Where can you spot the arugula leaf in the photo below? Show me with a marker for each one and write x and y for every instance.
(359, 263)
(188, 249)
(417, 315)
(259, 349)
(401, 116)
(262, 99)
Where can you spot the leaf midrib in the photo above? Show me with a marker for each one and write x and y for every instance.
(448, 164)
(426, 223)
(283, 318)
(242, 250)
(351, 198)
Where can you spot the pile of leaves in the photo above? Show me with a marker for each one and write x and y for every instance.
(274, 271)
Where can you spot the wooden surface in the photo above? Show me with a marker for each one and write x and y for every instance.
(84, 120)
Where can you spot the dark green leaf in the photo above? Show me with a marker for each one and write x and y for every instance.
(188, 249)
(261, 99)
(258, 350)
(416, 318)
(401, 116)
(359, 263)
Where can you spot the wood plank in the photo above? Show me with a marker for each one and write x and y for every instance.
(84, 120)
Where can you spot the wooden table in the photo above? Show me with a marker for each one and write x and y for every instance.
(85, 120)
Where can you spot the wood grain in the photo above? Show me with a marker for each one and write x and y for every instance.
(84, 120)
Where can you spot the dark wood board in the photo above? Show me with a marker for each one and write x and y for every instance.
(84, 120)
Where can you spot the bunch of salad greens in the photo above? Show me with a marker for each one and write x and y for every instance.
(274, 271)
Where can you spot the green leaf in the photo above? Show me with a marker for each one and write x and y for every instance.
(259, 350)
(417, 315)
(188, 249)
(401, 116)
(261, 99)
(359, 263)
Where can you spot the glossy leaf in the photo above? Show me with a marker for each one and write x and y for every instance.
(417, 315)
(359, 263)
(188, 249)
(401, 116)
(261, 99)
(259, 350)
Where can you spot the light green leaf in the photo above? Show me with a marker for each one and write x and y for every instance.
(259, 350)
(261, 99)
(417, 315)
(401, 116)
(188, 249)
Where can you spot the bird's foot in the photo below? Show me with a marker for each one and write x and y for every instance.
· · · · ·
TO BE DONE =>
Present the lines above as a numbered list, skipping any blank ones.

RESULT OF THIS TASK =>
1. Where can you spot the arugula leaf in the photo below? Show me with a marker for each one and write x and y for every instance.
2. (359, 263)
3. (188, 249)
4. (417, 315)
5. (259, 349)
6. (401, 116)
7. (262, 99)
8. Where can you spot the leaf midrib in the photo above? Show me with a marker for each one and write x and y for every instance.
9. (448, 164)
10. (426, 223)
11. (283, 318)
12. (242, 250)
13. (351, 198)
14. Where can you spot the pile of leaves in the photo above? Show me with a marker for each one and write x and y for every instance.
15. (274, 271)
16. Where can you spot the wooden surface in the photo above? Show me with a marker for each one and write x and y for every instance.
17. (84, 120)
18. Where can you spot the dark green leaf in the photo above? Show me with a marker for each one and write x and y for every instance.
19. (188, 249)
20. (261, 99)
21. (258, 350)
22. (416, 318)
23. (401, 116)
24. (359, 263)
25. Where can you spot the wood plank in the photo above? Show me with a marker for each one and write x and y for every instance.
26. (84, 120)
27. Where can you spot the wooden table in the photo above? Show me with a marker for each one and write x and y for every instance.
28. (85, 120)
29. Where can you spot the wood grain in the photo above? Show me with a marker for each one and write x and y for every instance.
30. (84, 120)
31. Where can you spot the dark wood board in the photo above? Show me with a marker for each one and write x and y for every instance.
32. (84, 120)
33. Where can you spot the bunch of salad greens in the photo above? Show me with a marker for each one and write x and y for every instance.
34. (274, 271)
35. Where can you spot the green leaf in the photo above? Show me with a marker for each one and write x and y for every instance.
36. (259, 350)
37. (417, 315)
38. (188, 249)
39. (401, 116)
40. (261, 99)
41. (359, 263)
42. Where can you spot the glossy leaf in the photo above? Show me with a marker for each one and write x and y for every instance.
43. (417, 315)
44. (359, 263)
45. (188, 249)
46. (401, 116)
47. (261, 99)
48. (259, 350)
49. Where can you spot the light green leaf in the photo above? Show me with a marker for each one and write x and y for every instance.
50. (259, 350)
51. (261, 99)
52. (417, 315)
53. (401, 116)
54. (188, 249)
55. Where can you spot the bird's foot in the photo below? Show me with a marker for each one and write x and y for every instance.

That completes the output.